(Document passage begins)

General descriptive characteristics of expressions in eutopic and ectopic endometrium. (A) Histogram of frequency distribution of probes (genes) for different groups of expression levels (in log2) in eighteen (18) autologous, paired eutopic (blank bar) and ectopic (hatched bar) endometrial samples. (B) Two-way representation of unsupervised hierarchical cluster analysis (HCA) of the expression levels (in logarithmic scale) of all the target probes/genes (Y-axis) in each sample (each column), eutopic labelled as A and ectopic labelled as B from all subjects (n = 18) and their clustering based on expressional distance (Pearson correlation coefficient) between samples in dendrogram formation (X-axis). Each horizontal line represents a single probe, and each column represents a single sample. Relative expression of each probe is colour-coded: high (red) and low (blue), as indicated in the colour legend. Categorical annotations of each sample are shown in the X-axis. The samples cluster by cycle phase and severity stages, as shown by the bar at the bottom of the heat map: proliferative phase (black bar), secretory phase (crossed white bar), stage 3 (red crossed bar) and stage 4 (blank red bar). A, eutopic; B, ectopic; P, proliferative phase; S, secretory phase; 3, stage 3; 4, stage 4.

(Document passage ends)

In the caption on endometrial gene expression, what measure defines the expressional distance used to cluster the samples? The material that comes next is from a different source than this caption.

(Extracted material begins)

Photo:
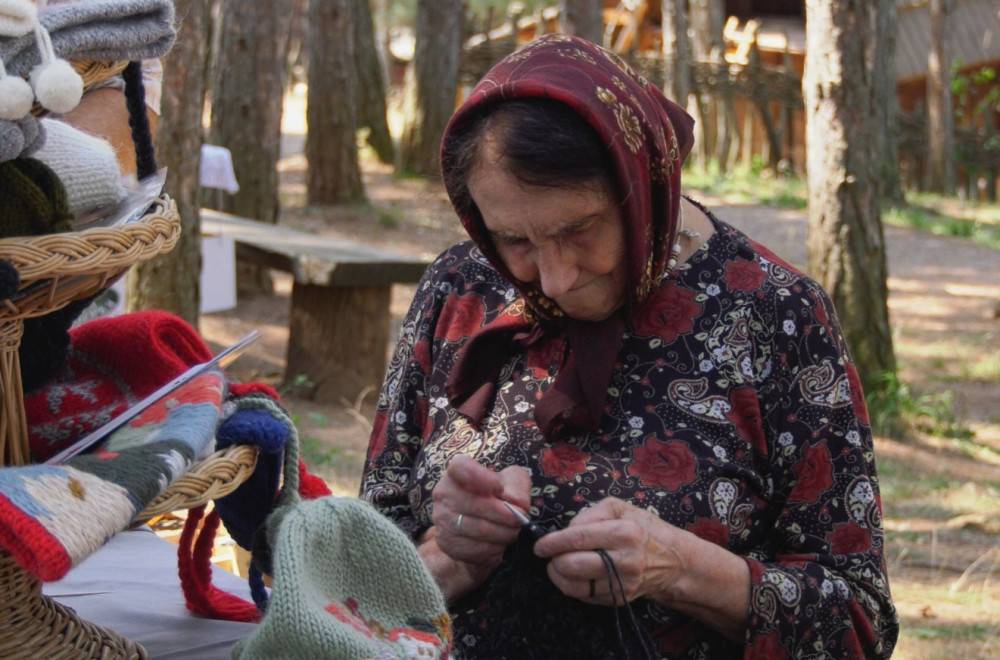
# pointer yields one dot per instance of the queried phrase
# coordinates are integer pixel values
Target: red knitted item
(112, 363)
(195, 567)
(195, 563)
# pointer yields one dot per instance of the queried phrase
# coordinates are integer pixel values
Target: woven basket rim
(95, 250)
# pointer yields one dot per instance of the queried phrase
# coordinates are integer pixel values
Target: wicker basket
(55, 270)
(32, 625)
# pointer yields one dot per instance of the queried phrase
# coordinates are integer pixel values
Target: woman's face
(569, 242)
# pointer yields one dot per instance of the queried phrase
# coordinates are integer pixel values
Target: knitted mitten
(54, 516)
(86, 165)
(20, 138)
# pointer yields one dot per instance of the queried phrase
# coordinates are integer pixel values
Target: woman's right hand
(487, 528)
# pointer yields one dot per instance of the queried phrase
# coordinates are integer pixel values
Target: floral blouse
(733, 412)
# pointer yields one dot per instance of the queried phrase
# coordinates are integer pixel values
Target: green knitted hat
(348, 584)
(34, 199)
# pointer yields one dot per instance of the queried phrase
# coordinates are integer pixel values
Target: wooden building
(765, 54)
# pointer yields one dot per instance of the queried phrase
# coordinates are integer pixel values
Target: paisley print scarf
(648, 137)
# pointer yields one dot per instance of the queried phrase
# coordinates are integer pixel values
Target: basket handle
(138, 120)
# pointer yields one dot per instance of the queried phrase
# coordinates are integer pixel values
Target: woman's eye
(510, 241)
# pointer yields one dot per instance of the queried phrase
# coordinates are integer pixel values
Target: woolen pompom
(15, 97)
(57, 86)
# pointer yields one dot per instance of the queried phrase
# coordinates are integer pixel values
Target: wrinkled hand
(477, 494)
(645, 551)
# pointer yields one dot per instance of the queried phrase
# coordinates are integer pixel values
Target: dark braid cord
(138, 120)
(530, 618)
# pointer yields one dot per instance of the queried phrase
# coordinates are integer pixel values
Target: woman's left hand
(636, 541)
(654, 560)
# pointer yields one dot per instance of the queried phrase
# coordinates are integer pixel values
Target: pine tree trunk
(434, 84)
(334, 175)
(247, 100)
(940, 175)
(676, 52)
(707, 47)
(371, 86)
(171, 281)
(886, 105)
(846, 241)
(583, 18)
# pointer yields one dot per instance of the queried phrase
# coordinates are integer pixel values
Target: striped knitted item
(347, 584)
(53, 517)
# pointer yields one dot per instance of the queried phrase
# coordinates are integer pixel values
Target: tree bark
(434, 84)
(940, 173)
(676, 51)
(846, 241)
(247, 100)
(371, 86)
(583, 18)
(334, 176)
(171, 281)
(707, 47)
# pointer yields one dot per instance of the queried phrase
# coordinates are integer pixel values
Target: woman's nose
(557, 271)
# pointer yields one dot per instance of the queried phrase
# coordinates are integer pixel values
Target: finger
(610, 508)
(474, 525)
(472, 477)
(589, 583)
(516, 483)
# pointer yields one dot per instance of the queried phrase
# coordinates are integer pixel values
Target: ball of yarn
(15, 97)
(57, 86)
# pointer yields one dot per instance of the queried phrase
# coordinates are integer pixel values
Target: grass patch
(894, 409)
(938, 623)
(935, 221)
(756, 185)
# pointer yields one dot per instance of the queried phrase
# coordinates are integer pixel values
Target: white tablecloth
(131, 586)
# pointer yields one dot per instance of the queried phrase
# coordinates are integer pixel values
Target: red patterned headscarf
(647, 137)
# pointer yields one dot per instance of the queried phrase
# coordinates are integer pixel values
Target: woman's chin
(587, 311)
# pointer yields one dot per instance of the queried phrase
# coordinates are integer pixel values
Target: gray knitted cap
(114, 30)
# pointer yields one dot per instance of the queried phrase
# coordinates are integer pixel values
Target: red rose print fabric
(733, 411)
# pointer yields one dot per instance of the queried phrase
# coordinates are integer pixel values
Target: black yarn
(10, 280)
(616, 587)
(530, 619)
(138, 120)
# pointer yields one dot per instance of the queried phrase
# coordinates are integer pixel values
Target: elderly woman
(672, 401)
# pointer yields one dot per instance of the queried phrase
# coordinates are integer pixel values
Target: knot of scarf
(575, 401)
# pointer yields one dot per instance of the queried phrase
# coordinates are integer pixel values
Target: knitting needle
(223, 359)
(527, 522)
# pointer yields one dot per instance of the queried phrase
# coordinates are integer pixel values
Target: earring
(57, 86)
(17, 18)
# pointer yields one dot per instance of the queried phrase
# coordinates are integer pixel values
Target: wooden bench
(340, 318)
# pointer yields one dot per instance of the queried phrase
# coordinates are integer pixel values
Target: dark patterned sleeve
(822, 589)
(397, 433)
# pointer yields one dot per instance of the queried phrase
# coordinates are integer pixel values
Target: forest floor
(940, 483)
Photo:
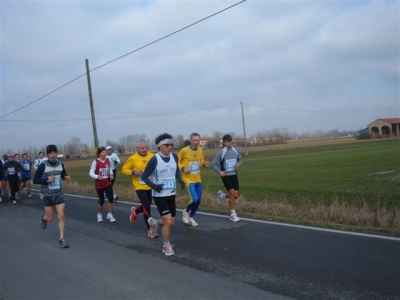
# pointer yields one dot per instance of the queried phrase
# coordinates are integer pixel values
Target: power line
(193, 111)
(129, 53)
(317, 111)
(125, 117)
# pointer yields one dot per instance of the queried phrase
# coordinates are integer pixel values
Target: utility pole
(244, 129)
(96, 140)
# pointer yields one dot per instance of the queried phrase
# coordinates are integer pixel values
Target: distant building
(384, 128)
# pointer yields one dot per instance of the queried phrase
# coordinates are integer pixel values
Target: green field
(356, 174)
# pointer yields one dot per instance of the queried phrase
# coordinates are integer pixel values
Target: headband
(163, 142)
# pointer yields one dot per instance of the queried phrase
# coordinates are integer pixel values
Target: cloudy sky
(301, 65)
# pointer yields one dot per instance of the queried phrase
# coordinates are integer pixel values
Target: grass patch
(347, 184)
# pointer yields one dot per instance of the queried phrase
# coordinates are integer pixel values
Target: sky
(299, 65)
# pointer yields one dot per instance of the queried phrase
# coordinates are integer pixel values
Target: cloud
(315, 61)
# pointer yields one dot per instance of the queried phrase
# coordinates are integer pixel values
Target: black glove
(182, 184)
(158, 188)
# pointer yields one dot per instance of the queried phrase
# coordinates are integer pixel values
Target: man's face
(228, 143)
(103, 154)
(166, 149)
(52, 155)
(142, 149)
(194, 142)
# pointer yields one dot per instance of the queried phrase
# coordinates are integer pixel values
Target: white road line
(273, 223)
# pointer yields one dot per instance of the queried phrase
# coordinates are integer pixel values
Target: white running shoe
(99, 218)
(185, 217)
(193, 222)
(168, 251)
(111, 217)
(221, 197)
(235, 218)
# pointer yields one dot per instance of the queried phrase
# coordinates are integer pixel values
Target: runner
(191, 160)
(113, 157)
(134, 168)
(164, 168)
(230, 160)
(49, 175)
(13, 168)
(26, 174)
(102, 173)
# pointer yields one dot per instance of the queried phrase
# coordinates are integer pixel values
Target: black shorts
(231, 182)
(51, 200)
(166, 205)
(25, 179)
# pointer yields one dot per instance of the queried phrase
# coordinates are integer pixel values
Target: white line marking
(271, 223)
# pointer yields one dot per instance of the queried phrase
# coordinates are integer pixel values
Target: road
(217, 260)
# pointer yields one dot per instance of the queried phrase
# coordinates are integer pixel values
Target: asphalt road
(217, 260)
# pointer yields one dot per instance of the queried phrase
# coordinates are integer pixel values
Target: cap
(51, 148)
(99, 150)
(227, 137)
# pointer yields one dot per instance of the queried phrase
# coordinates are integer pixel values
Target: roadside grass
(344, 184)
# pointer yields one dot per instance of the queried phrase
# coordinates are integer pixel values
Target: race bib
(56, 184)
(105, 172)
(169, 184)
(194, 167)
(230, 164)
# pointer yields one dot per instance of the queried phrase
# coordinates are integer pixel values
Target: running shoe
(193, 223)
(111, 217)
(168, 251)
(99, 218)
(44, 223)
(235, 218)
(63, 243)
(185, 217)
(152, 234)
(221, 197)
(133, 216)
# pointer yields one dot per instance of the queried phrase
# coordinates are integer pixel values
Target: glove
(182, 184)
(158, 188)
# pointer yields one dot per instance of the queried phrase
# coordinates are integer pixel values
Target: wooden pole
(96, 140)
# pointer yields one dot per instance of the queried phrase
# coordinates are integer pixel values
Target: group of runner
(15, 174)
(154, 177)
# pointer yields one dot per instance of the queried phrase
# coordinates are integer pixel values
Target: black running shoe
(44, 223)
(63, 243)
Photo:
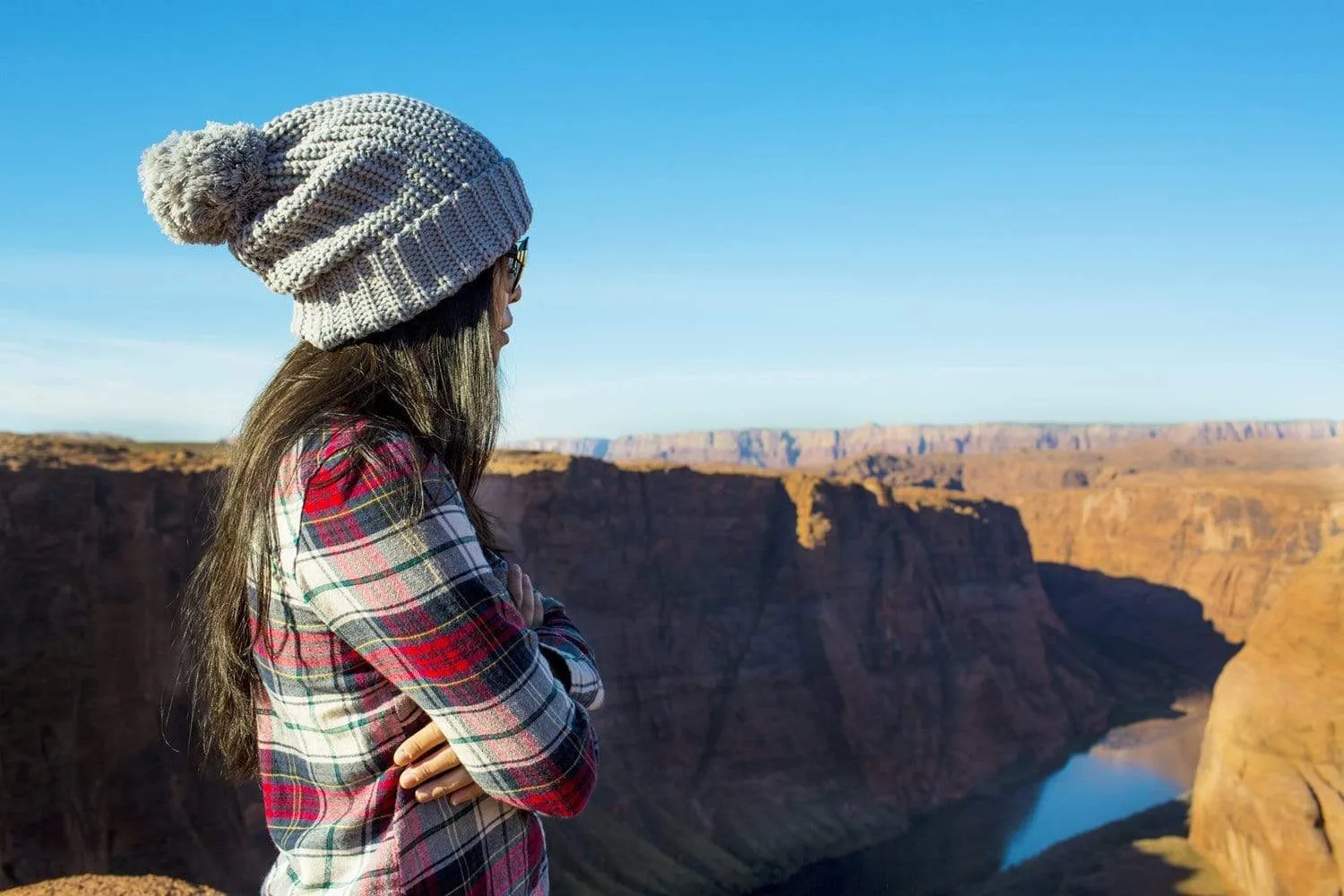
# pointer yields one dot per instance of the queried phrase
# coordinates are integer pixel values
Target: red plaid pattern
(381, 625)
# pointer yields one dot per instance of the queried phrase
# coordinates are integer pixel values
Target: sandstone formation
(822, 447)
(93, 764)
(892, 643)
(793, 664)
(1268, 805)
(1228, 538)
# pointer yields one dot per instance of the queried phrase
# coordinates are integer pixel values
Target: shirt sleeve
(566, 646)
(417, 598)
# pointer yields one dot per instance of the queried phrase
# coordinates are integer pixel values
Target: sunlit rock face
(793, 664)
(1268, 805)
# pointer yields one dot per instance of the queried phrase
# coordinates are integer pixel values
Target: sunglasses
(516, 260)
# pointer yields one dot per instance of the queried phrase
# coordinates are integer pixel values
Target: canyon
(793, 664)
(800, 661)
(819, 447)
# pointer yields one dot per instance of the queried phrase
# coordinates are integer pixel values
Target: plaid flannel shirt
(381, 625)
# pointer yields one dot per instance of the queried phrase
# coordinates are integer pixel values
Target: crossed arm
(421, 602)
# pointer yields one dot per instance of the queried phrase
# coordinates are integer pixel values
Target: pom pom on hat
(201, 185)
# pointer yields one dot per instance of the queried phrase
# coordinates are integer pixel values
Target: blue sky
(747, 214)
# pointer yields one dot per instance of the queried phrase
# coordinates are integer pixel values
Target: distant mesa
(823, 447)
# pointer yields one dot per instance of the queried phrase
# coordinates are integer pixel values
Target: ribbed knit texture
(367, 209)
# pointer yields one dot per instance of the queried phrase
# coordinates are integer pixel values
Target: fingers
(416, 745)
(456, 785)
(532, 611)
(435, 763)
(515, 583)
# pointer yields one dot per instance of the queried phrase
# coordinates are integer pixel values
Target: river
(1132, 769)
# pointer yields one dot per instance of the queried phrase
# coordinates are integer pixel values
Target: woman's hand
(526, 600)
(437, 774)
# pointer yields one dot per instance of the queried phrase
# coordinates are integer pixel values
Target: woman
(409, 700)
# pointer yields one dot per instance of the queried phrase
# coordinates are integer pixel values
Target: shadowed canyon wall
(793, 664)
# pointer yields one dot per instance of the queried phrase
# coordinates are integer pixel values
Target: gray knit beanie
(366, 209)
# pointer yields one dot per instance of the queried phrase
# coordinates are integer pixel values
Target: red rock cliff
(1268, 806)
(790, 661)
(792, 664)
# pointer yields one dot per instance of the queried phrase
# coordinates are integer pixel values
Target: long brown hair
(433, 378)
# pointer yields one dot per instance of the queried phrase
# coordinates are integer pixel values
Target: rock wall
(1268, 805)
(820, 447)
(1228, 538)
(93, 762)
(793, 664)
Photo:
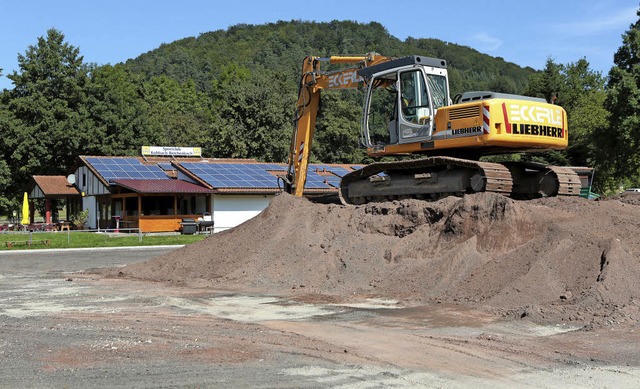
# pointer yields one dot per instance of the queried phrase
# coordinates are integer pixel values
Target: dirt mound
(556, 259)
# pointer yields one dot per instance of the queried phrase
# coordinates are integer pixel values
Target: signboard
(172, 151)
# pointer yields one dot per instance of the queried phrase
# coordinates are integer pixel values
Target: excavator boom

(Extracted material ends)

Result: The Pearson correlation coefficient.